• [Goals]
(1) Do these statements agree with the thread on Phenopackets and SchemaBlocks? Answer each with yes or no and quote the deciding words. (a) Search finds a concept by pointing to a JSON Schema that is its canonical definition. (b) Protobuf is compatible with JSON schema-based projects such as Search/Beacon. (c) The ideal setup leaves translation solely to {S}[B] volunteers and donor schema maintainers.
(2) In the rows, can you swap "sample" for "example" in the part that opens with the line containing "Return the outline of every instance of the arched" and runs through the end of the rows, leaving everything else unchanged? Give back only that part.

Open julesjacobsen opened 3 years ago
@julesjacobsen Thanks for the summary, which captures the core of it!
There is an additional component - even if Phenopackets would provide the JSON Schema instances for individual schemas like OntologyClass
, in the larger context of GA4GH it would be an advantage to have it in a general {S}[B] collection, together with other schemas.
So for me, ideally, it doesn't matter if you define Phenopackets in Protobuf; but it would be very nice to push individual schemas to {S}[B] for "recycling" (i.e. use in other standards).
Yes, for Search in particular, we need a way to say things like the following:
The mechanism in Search for doing this is to point to a JSON Schema that is the canonical definition of that concept.
To accomplish this, we have been treating https://schemablocks.org/schemas/sb-phenopackets/current/Phenopacket.json
as the canonical identifier for "this is a Phenopacket."
Examples:
https://schemablocks.org/schemas/sb-phenopackets/current/Phenopacket.json
https://schemablocks.org/schemas/sb-phenopackets/v1.0.0/Individual.json#/properties/sex
https://schemablocks.org/schemas/sb-phenopackets/v1.0.0/PhenotypicFeature.json#/properties/ageOfOnset
https://schemablocks.org/schemas/sb-phenopackets/v1.0.0/OntologyClass.json#/properties/id
I think the shortcomings in expressiveness that I called out above are something we will need to figure out in the context of Search. I'm just including them for clarity and completeness.
What we would be looking for from Phenopackets is a way to refer to a Phenopacket and parts thereof unambiguously. Any two sites that expose Phenopackets data via Search should point to this same place. Designating SchemaBlocks as the official home for such concept pointers would certainly be one way to achieve this.
And the {S}[B] schemas point clearly to the donor schema, authors, documentation ... as the authoritative version.
But ideally we'd have a setup in which GA4GH devs support the translation, so that it is not solely left to interaction between {S}[B] "volunteers" and donor schema maintainers.
For the the donor schemas, there are benefits in exposure but also in shifting from "we have this but still work on the docs" to "current stable version in {S}[B], thank you very much indeed".
Might be of interest, leaving here as a 'bookmark' - this is the blog post
https://github.com/confluentinc/schema-registry
and this one
I've had eyes on the confluent schema registry product for a while. I'd love to hear thoughts if anyone does a deep dive!
Protobuf isn't compatible with JSON schema-based projects such as Search/Beacon so they rely on a second-hand Schemablocks representation of some elements.
Ideally pehnopackets should be directly discoverable and useable in JSON schema projects with its own namespace e.g. schema.org findability.
@jfuerth, can you expand on this?

• [Task inputs]

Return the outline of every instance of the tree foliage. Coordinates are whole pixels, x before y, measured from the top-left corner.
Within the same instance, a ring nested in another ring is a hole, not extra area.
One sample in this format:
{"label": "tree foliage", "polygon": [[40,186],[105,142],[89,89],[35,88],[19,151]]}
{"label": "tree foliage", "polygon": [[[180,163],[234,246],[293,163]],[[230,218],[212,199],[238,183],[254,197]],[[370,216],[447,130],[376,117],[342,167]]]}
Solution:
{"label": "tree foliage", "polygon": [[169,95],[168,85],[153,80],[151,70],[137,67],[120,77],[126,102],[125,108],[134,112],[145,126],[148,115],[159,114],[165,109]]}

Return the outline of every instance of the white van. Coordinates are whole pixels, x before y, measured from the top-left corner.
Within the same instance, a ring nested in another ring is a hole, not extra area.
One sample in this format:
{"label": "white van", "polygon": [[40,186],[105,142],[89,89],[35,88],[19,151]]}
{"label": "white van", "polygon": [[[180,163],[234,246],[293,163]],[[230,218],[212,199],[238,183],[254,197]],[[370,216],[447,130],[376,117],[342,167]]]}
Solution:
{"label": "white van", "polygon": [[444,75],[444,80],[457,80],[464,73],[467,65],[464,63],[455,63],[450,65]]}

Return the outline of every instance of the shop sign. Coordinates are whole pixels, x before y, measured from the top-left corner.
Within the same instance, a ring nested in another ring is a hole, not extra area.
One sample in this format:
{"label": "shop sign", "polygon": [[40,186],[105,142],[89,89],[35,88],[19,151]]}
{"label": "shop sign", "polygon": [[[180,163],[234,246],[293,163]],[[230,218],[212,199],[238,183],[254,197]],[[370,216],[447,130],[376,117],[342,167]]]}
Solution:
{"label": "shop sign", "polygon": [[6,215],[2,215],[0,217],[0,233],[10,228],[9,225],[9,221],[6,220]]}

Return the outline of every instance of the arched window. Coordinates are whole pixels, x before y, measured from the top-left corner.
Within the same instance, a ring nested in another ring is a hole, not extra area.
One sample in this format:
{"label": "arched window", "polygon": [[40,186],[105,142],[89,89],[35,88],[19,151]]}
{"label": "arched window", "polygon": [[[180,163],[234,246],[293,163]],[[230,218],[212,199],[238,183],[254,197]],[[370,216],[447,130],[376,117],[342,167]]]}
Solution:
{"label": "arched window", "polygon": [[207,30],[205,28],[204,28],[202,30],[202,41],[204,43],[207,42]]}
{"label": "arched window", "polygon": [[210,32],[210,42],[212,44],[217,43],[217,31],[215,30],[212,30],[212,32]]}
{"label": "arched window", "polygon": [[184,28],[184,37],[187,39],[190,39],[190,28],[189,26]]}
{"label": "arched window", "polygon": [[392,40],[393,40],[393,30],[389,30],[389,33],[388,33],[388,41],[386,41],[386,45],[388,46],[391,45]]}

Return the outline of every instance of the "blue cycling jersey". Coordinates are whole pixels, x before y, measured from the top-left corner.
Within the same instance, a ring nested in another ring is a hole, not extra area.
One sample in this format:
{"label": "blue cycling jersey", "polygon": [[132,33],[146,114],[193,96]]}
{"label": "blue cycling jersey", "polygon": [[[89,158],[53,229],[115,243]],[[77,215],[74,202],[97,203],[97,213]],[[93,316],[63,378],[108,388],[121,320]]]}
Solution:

• [Answers for the tasks]
(1)
(a) Yes: "The mechanism in Search for doing this is to point to a JSON Schema that is the canonical definition of that concept."
(b) No: "Protobuf isn't compatible with JSON schema-based projects such as Search/Beacon"
(c) No: "so that it is not solely left to interaction between {S}[B] "volunteers" and donor schema maintainers."

(2)
Return the outline of every instance of the arched window. Coordinates are whole pixels, x before y, measured from the top-left corner.
Within the same instance, a ring nested in another ring is a hole, not extra area.
One example in this format:
{"label": "arched window", "polygon": [[40,186],[105,142],[89,89],[35,88],[19,151]]}
{"label": "arched window", "polygon": [[[180,163],[234,246],[293,163]],[[230,218],[212,199],[238,183],[254,197]],[[370,216],[447,130],[376,117],[342,167]]]}
Solution:
{"label": "arched window", "polygon": [[207,30],[205,28],[204,28],[202,30],[202,41],[204,43],[207,42]]}
{"label": "arched window", "polygon": [[210,32],[210,42],[212,44],[217,43],[217,31],[215,30],[212,30],[212,32]]}
{"label": "arched window", "polygon": [[184,28],[184,37],[187,39],[190,39],[190,28],[189,26]]}
{"label": "arched window", "polygon": [[392,40],[393,40],[393,30],[389,30],[389,33],[388,33],[388,41],[386,41],[386,45],[388,46],[391,45]]}

Return the outline of every instance of the "blue cycling jersey". Coordinates are whole pixels, x before y, measured from the top-left corner.
Within the same instance, a ring nested in another ring is a hole, not extra area.
One example in this format:
{"label": "blue cycling jersey", "polygon": [[132,33],[146,114],[193,96]]}
{"label": "blue cycling jersey", "polygon": [[[89,158],[53,229],[115,243]],[[77,215],[74,202],[97,203],[97,213]],[[93,316],[63,378],[108,388],[121,320]]]}
Solution:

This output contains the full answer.